- **Job**:
Rewrite the stretch of the listing from the line containing "Target: cloud" through the end of the listing, swapping "Put a dot on" for "Place a marker on" and keeping everything else unchanged. Leave the pictures out of your answer.

>> begin

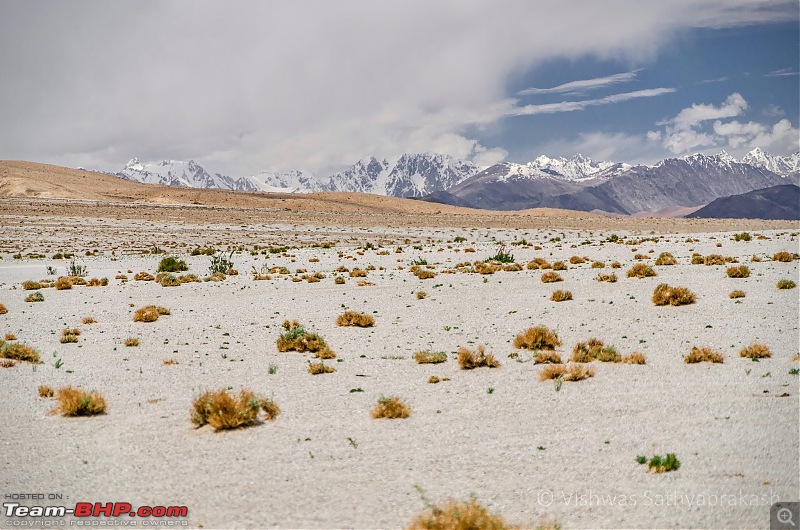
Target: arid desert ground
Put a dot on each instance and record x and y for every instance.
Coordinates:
(529, 450)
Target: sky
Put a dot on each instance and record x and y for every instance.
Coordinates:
(247, 86)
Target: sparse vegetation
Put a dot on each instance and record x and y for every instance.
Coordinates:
(666, 295)
(703, 355)
(469, 359)
(354, 318)
(430, 357)
(391, 408)
(537, 338)
(223, 410)
(76, 402)
(755, 351)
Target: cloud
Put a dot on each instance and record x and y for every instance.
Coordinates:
(571, 106)
(313, 84)
(688, 131)
(582, 85)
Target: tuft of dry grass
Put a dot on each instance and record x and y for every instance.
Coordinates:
(149, 313)
(391, 408)
(634, 358)
(640, 270)
(665, 258)
(76, 402)
(561, 296)
(756, 351)
(703, 355)
(459, 515)
(320, 368)
(740, 271)
(469, 359)
(223, 410)
(547, 357)
(354, 318)
(19, 352)
(63, 283)
(666, 295)
(430, 357)
(550, 277)
(537, 338)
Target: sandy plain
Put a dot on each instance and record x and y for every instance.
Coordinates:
(523, 449)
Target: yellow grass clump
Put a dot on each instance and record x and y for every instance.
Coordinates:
(703, 355)
(430, 357)
(223, 410)
(537, 338)
(76, 402)
(469, 359)
(354, 318)
(391, 408)
(149, 313)
(666, 295)
(755, 351)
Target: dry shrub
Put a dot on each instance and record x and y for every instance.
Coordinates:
(76, 402)
(63, 283)
(755, 351)
(353, 318)
(469, 359)
(149, 313)
(223, 410)
(640, 270)
(550, 277)
(459, 515)
(30, 285)
(561, 296)
(430, 357)
(703, 355)
(741, 271)
(547, 357)
(714, 259)
(391, 408)
(610, 278)
(296, 338)
(320, 368)
(634, 358)
(594, 349)
(537, 338)
(19, 351)
(666, 295)
(665, 258)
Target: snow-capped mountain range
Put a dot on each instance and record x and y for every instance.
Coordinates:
(420, 175)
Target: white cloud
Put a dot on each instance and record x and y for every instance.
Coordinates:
(582, 85)
(313, 84)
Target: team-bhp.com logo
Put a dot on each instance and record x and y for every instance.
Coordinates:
(96, 509)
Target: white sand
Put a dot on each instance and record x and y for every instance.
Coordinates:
(732, 433)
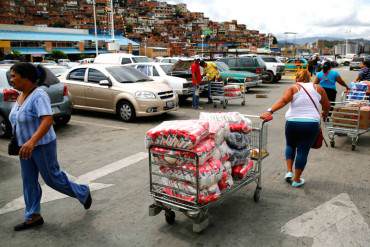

>> end

- **The completed task**:
Target: cloud
Place a marker on each instance and record x and y for every instance.
Coordinates:
(571, 106)
(313, 84)
(688, 131)
(582, 85)
Target: tuft of dry grass
Place a marker on each instance and record x and y for every instance.
Coordinates:
(149, 313)
(391, 408)
(634, 358)
(640, 270)
(665, 258)
(76, 402)
(561, 296)
(756, 351)
(703, 355)
(459, 515)
(320, 368)
(740, 271)
(469, 359)
(223, 410)
(547, 357)
(354, 318)
(19, 352)
(63, 283)
(666, 295)
(430, 357)
(550, 277)
(537, 338)
Target: sandy plain
Place a marker on each instance and record x and y for every instance.
Coordinates:
(523, 449)
Target: yellow grass clump
Place a marker on each instance and record x and y for every instance.
Coordinates:
(703, 355)
(430, 357)
(223, 410)
(537, 338)
(76, 402)
(469, 359)
(354, 318)
(391, 408)
(149, 313)
(666, 295)
(755, 351)
Target: dry shrub
Place a marker on each instance and record x and y for every instance.
Coordinates:
(76, 402)
(63, 283)
(755, 351)
(353, 318)
(469, 359)
(149, 313)
(223, 410)
(640, 270)
(550, 277)
(459, 515)
(30, 285)
(561, 296)
(430, 357)
(703, 355)
(741, 271)
(547, 357)
(714, 259)
(391, 408)
(610, 278)
(296, 338)
(320, 368)
(634, 358)
(594, 349)
(537, 338)
(19, 351)
(666, 295)
(665, 258)
Target: snow-capped mountain range
Place a marker on each instance and record x and y for every instance.
Coordinates:
(420, 175)
Target: white cloud
Place a marker on each instance and record x and y for every instance.
Coordinates:
(582, 85)
(313, 84)
Target: team-bhp.com logo
Place a marker on each instance and record x and y for every instance.
Coordinates:
(96, 509)
Target: white sand
Place a marker on each instance and record x and y for every instance.
Coordinates:
(732, 433)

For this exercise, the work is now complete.